Give back exactly the stretch of data below from the line holding "The prompts in" through the line holding "positive clicks: (60, 45)", both ends included, and leave the remaining lines out.

- Collected data entries

····················

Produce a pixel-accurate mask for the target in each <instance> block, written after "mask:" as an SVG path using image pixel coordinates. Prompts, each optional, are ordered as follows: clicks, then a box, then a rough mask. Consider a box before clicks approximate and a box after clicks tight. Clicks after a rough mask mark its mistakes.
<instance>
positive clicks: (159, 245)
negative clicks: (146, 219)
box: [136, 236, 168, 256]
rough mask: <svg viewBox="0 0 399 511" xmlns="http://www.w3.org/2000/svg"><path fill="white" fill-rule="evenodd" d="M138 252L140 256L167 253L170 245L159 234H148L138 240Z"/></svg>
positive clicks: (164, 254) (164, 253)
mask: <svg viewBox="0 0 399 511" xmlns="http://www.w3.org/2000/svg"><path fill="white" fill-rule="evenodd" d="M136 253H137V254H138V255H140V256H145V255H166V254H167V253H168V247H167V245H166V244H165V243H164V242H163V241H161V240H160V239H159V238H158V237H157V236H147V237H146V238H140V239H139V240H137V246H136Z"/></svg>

····················

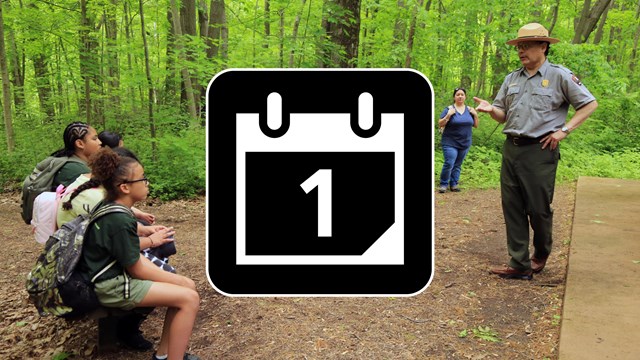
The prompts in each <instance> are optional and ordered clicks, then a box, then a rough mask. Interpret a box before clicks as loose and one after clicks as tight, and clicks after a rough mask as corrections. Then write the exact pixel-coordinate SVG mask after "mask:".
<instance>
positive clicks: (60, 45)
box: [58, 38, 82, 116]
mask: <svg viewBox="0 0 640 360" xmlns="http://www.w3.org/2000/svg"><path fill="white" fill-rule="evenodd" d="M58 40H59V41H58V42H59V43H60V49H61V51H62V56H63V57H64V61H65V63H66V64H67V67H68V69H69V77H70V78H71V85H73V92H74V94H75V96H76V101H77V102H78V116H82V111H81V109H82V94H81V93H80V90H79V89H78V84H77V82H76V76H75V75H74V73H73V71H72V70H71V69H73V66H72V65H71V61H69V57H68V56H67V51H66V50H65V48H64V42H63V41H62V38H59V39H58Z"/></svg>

····················

- RESPONSE TO THE EXERCISE
The prompts in each <instance> are optional and ordered clicks, then a box, then a rough mask. Interpret a box before clicks as loose and one after clicks as tight, and clicks after a rough mask as corrections. Then write the exact pixel-coordinate SVG mask after "mask:".
<instance>
positive clicks: (60, 45)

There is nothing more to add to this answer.